- [SOURCE EXTRACT]:
"""
Files
herolib/lib/data/atlas/readme.md
2025-10-16 10:28:48 +04:00

14 KiB

Atlas Module

A lightweight document collection manager for V, inspired by doctree but simplified.

Features

  • Simple Collection Scanning: Automatically find collections marked with .collection files
  • Include Processing: Process !!include actions to embed content from other pages
  • Easy Export: Copy files to destination with organized structure
  • Optional Redis: Store metadata in Redis for quick lookups and caching
  • Type-Safe Access: Get pages, images, and files with error handling
  • Error Tracking: Built-in error collection and reporting with deduplication

Quick Start

import incubaid.herolib.data.atlas

// Create a new Atlas
mut a := atlas.new(name: 'my_docs')!

// Scan a directory for collections
a.scan(path: '/path/to/docs')!

// Export to destination
a.export(destination: '/path/to/output')!

Collections

Collections are directories marked with a .collection file.

.collection File Format

name:my_collection

Core Concepts

Collections

A collection is a directory containing:

  • A .collection file (marks the directory as a collection)
  • Markdown pages (.md files)
  • Images (.png, .jpg, .jpeg, .gif, .svg)
  • Other files

Page Keys

Pages, images, and files are referenced using the format: collection:name

// Get a page
page := a.page_get('guides:introduction')!

// Get an image
img := a.image_get('guides:logo')!

// Get a file
file := a.file_get('guides:diagram')!

Usage Examples

Scanning for Collections

mut a := atlas.new()!
a.scan(path: './docs')!

Adding a Specific Collection

a.add_collection(name: 'guides', path: './docs/guides')!

Getting Pages

// Get a page
page := a.page_get('guides:introduction')!
"""
- [PROBLEMS AND TASKS]:
A – In the Atlas readme, which file marks a directory as a collection?
B – Write out the Atlas readme from "Core Concepts" to "(.png, .jpg, .jpeg, .gif, .svg)", swapping "Markdown" for "Text".

- [MATERIAL]:
"""
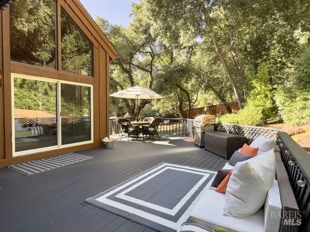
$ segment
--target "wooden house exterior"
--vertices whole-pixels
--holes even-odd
"""
- [PER-TASK OUTPUTS]:
A – A .collection file.

B –
Core Concepts

Collections

A collection is a directory containing:

  • A .collection file (marks the directory as a collection)
  • Text pages (.md files)
  • Images (.png, .jpg, .jpeg, .gif, .svg)